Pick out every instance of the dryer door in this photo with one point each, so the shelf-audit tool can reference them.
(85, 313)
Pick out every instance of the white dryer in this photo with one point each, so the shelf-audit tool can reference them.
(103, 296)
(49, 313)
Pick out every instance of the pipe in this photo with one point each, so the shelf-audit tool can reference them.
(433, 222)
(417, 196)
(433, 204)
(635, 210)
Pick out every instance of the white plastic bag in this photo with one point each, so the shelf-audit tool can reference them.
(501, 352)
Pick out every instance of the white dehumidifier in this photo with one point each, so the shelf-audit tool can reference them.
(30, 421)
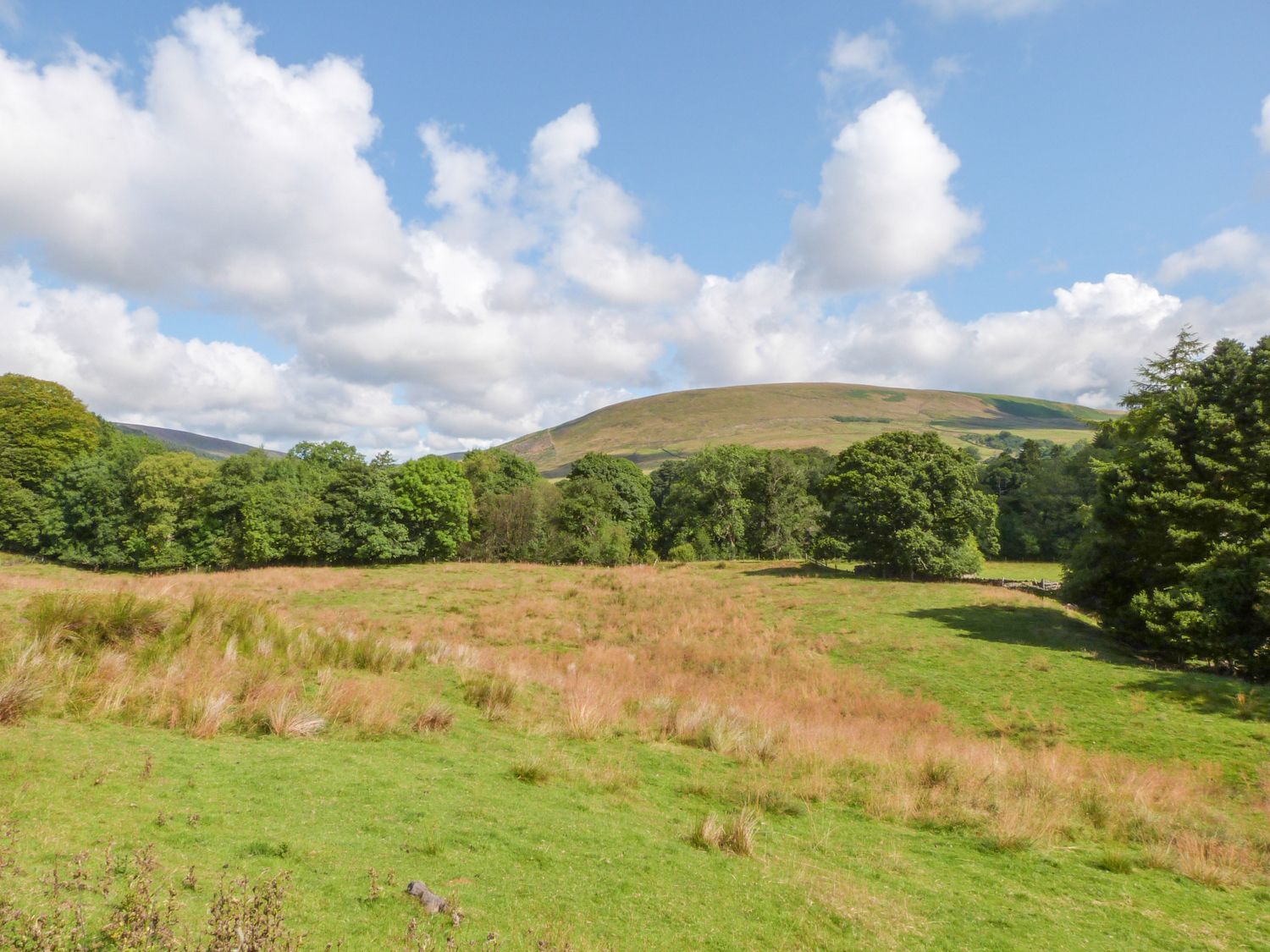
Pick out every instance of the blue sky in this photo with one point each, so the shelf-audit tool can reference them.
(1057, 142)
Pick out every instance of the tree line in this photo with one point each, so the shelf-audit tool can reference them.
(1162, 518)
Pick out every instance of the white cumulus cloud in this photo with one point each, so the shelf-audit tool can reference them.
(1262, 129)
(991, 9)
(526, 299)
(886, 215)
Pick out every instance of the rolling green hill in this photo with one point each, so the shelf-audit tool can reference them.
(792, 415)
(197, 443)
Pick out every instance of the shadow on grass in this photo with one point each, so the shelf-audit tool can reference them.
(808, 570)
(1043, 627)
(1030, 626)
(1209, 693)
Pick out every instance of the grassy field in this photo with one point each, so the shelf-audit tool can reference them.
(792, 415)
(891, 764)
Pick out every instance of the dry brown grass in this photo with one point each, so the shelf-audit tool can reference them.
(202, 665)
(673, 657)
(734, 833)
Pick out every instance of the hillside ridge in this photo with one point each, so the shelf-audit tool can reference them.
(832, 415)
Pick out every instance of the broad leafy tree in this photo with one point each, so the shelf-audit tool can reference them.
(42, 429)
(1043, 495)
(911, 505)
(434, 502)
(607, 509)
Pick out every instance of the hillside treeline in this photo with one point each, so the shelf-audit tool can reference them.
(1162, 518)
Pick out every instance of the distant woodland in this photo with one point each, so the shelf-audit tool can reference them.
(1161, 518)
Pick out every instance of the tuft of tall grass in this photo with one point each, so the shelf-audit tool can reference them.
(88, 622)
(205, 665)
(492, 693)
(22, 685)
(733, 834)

...

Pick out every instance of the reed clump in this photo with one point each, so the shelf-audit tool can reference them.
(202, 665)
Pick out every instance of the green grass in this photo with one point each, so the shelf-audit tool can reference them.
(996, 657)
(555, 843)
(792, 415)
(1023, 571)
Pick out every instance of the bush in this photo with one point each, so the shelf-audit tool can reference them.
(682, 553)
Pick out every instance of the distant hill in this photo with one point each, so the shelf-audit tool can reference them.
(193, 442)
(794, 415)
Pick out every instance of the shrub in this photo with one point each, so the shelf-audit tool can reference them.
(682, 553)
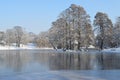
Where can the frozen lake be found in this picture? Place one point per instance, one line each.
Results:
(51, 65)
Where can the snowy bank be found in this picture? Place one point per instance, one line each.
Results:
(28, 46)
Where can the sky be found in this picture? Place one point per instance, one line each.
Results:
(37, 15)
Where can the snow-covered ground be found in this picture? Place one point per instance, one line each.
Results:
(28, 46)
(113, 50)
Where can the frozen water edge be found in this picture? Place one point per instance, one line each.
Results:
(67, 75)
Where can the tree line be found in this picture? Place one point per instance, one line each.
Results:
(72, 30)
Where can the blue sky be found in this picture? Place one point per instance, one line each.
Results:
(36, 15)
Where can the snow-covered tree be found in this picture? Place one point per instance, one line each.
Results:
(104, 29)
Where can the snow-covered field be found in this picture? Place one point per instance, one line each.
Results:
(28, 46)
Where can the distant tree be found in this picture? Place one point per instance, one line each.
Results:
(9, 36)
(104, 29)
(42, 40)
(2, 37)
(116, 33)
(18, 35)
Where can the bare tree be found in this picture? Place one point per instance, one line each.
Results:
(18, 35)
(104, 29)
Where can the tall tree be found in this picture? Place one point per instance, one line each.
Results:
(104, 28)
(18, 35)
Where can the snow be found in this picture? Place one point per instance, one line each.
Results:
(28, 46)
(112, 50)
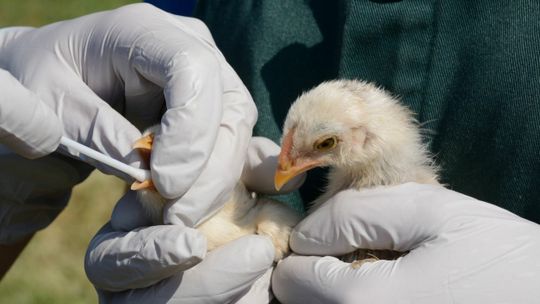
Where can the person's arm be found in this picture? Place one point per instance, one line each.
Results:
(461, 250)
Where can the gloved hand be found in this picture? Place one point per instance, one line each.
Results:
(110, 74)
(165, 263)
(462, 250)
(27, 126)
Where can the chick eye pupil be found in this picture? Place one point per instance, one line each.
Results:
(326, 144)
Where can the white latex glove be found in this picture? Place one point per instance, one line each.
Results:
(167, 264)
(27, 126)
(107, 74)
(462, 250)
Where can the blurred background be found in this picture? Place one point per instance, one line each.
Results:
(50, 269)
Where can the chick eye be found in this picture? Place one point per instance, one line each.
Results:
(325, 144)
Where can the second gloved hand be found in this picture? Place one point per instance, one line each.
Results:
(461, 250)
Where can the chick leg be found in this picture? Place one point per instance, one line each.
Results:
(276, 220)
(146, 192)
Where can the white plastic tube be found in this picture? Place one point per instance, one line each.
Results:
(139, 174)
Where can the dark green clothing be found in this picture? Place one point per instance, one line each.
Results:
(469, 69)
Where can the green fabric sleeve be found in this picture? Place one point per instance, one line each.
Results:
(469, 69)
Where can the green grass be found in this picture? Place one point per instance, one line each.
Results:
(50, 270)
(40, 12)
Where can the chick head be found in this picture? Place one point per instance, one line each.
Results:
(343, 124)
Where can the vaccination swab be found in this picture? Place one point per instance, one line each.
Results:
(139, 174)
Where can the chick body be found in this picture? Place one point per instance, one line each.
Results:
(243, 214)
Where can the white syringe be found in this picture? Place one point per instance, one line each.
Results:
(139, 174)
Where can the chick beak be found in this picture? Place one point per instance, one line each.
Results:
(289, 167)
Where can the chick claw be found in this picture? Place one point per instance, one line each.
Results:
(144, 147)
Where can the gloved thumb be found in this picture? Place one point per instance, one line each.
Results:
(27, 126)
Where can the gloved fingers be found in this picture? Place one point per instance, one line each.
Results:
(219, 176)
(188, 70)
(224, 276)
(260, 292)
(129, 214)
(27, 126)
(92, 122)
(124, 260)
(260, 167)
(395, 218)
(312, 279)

--

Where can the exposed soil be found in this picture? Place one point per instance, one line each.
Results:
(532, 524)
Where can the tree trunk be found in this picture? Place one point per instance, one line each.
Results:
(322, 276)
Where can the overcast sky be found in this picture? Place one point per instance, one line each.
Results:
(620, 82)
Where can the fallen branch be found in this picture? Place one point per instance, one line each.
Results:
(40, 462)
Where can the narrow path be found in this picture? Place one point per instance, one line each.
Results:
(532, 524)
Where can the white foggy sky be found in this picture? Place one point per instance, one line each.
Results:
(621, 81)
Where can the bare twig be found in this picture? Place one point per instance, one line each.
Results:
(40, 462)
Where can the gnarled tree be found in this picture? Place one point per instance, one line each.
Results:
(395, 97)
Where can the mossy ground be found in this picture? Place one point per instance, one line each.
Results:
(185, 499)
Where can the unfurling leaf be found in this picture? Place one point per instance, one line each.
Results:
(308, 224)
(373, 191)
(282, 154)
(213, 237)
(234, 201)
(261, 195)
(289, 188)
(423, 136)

ASSIGNED TASK: Each line above that holds the string "frozen" should be copied and shown.

ANSWER TO THE EXERCISE:
Where can the frozen lake be found in this picture? Place one point per instance, one line each.
Where can the frozen water edge be found in this picture? Place one point per instance, one line each.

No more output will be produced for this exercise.